• **EXCERPTED TEXT**
Let us quickly review where we are. We began our journey from the end, investigating what post-apostolic church fathers, who lived some 200 years before Emperor Constantine reigned, believed concerning the deity of Jesus. We learned that these influential bishops affirmed the divinity of Jesus, and many of them founded their beliefs on the teaching of the Old Testament besides the New Testament. I cannot stress enough the importance of realizing that the notion of a plurality in the Jewish God was widespread before Yeshua ever permanently put on a body, and it remained for about 200 years after Jesus exited the earth as the Jewish scholar, Alan Segal, details in his The Two Powers in Heaven: Early Rabbinic Reports About Christianity and Gnosticism.
Some ignorant critics, including many Muslims, often assert that the Bible never claims that Jesus is God. Some others would say Jesus never claims to be God. Both groups of critics are wrong. The bible documents facts to the contrary. The claim that Jesus is God or, more correctly, is a member of the Godhead is an inescapable conclusion when one considers the data en masse.
There is a little detail people often ignore in the heat of this debate: Jesus of Nazareth, whatever else he was, was also a man. This is obvious: he was born as a baby, raised by parents, had siblings, had friends, made enemies (he was very good at this), loved by some, and despised by others. Eventually, he was killed. We should carefully note that the claim that Jesus is both God and man does not make up a contradiction. It is not as though I had said, “Jesus is both God and not God.” On the contrary, the claim is that Jesus took on human nature besides his divinity. Yes, this raises important questions such as whether the infant Jesus knew he was God. Christian theologians and philosophers have proposed all kinds of models to deal with issues of this sort. Ultimately, I think a correct and satisfactory model would preserve the genuineness of both the incarnation and divinity without making a monstrosity of either. I, for instance, cannot imagine the infant Jesus being fully aware of his divinity. I am more inclined to think, just as the New Testament teaches, that Jesus increasingly grew in his knowledge. In this Part, I shall present a cumulative New Testament argument for the divinity of Jesus.
The New Testament authors portrayed Jesus as God in different forms. Sometimes they just flatly say that Jesus is Yahweh (as we will consider in Part 4). Many other times, however, they use literary devices that a literate Jew could use to conclude that Jesus is divine. Let us now zero in on the latter.

(Part of a data file)

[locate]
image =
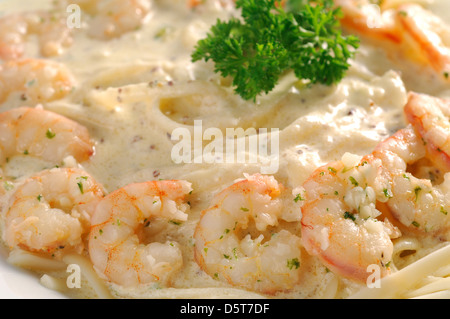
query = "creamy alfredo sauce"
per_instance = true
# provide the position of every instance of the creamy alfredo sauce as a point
(132, 92)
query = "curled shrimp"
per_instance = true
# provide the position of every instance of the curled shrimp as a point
(120, 248)
(407, 28)
(416, 202)
(50, 28)
(340, 220)
(50, 212)
(113, 18)
(35, 80)
(238, 238)
(44, 134)
(430, 118)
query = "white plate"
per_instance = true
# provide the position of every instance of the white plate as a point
(17, 283)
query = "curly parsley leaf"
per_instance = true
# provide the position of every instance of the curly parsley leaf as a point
(268, 41)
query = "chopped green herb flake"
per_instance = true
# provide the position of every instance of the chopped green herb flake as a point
(268, 41)
(293, 263)
(353, 181)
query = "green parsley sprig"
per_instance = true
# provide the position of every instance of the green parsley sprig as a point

• **EXERCISE SET**
**1)** Which book by Alan Segal does the essay on the divinity of Jesus cite?
**2)** Transcribe the essay on the divinity of Jesus from "Some ignorant critics, including" to "data en masse.".
**3)** Pick up the essay on the divinity of Jesus after its last sentence and continue writing it.

• **OUTPUTS BY TASK**
**1)** The Two Powers in Heaven: Early Rabbinic Reports About Christianity and Gnosticism.

**2)**
Some ignorant critics, including many Muslims, often assert that the Bible never claims that Jesus is God. Some others would say Jesus never claims to be God. Both groups of critics are wrong. The bible documents facts to the contrary. The claim that Jesus is God or, more correctly, is a member of the Godhead is an inescapable conclusion when one considers the data en masse.

**3)**
Jesus Existed Before his Birth
Jesus once asked the experts of the law a direct question. Now, the Pharisee and all the Jews believed in a messiah that was to come to rescue them. Since David was the best warrior-messiah they ever had, and there are passages in the Old Testament saying the rescuer will be a descendant of David, the Jews naturally concluded that the savior would be David’s son. Jesus asked the teachers of the law a question from Psalms 110:1 where David calls the Christ Lord:
“The LORD said to my Lord, ‘sit at my right hand until I put your enemies under your feet’” (Matthew 22:41-44).
Jesus asked them, “If David then calls him ‘Lord,’ how can he be his son?” (45). On that day, the Pharisees could not provide an answer. Jesus here identifies himself with the adonai or “Lord,” claiming a pre-existent life before his conception (cf. John 3:13). Given that the Bible does not teach that humans pre-existed in heaven getting ready to come to the earth, Jesus must have had a non-human existence in heaven before he came to the earth.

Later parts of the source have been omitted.